▸ **Given exercise**
Report how many lines in the items below contain the word "white". Give only the number.

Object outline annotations
------
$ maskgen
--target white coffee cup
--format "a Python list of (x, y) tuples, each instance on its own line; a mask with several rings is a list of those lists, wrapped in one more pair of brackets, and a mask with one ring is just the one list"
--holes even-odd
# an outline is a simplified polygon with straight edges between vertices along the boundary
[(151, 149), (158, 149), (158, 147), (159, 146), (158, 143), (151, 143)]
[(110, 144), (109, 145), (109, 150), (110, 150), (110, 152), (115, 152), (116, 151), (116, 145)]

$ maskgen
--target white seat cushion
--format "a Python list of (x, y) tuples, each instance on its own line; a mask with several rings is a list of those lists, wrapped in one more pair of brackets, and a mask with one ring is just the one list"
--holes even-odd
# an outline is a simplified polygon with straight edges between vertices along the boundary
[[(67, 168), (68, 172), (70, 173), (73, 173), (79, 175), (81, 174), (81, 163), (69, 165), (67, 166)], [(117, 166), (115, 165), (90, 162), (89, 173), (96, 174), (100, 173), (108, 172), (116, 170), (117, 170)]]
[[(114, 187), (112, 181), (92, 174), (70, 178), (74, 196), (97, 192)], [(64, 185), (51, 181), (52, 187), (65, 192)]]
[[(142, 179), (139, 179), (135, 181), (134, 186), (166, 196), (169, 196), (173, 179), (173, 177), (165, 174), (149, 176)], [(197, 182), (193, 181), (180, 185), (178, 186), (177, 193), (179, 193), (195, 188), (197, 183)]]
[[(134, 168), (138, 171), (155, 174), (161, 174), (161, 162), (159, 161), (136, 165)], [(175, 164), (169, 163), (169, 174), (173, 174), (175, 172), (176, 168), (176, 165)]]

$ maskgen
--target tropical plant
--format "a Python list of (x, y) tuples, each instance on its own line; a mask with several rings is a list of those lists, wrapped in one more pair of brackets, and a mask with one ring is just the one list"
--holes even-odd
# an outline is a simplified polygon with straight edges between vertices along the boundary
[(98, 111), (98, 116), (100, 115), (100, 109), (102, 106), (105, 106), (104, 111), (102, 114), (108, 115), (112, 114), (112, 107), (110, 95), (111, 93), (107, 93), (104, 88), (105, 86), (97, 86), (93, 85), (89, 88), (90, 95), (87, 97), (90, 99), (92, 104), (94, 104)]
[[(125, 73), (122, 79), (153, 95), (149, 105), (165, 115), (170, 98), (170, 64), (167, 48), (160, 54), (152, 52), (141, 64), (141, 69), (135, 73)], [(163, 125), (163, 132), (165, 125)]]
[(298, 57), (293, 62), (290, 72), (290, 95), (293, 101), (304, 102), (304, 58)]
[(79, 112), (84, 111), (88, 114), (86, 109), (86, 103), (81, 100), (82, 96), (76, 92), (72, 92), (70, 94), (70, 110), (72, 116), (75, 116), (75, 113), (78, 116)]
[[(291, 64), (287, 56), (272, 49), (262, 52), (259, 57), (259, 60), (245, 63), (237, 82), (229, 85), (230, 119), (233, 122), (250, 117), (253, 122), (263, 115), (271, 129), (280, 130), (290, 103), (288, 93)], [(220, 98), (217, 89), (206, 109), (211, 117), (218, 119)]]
------
▸ **Solution for this problem**
2